WHAT TO PRODUCE – Return the data below unchanged, reproducing every line as it appears.

RECORDED DATA –
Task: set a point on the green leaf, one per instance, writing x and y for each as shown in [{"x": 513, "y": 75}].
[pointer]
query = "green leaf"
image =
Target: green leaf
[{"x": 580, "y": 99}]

RESPONSE TO THE TASK –
Task: set a point on the green leaf, one per instance, writing x and y for each as shown in [{"x": 513, "y": 75}].
[pointer]
query = "green leaf"
image =
Target: green leaf
[{"x": 580, "y": 99}]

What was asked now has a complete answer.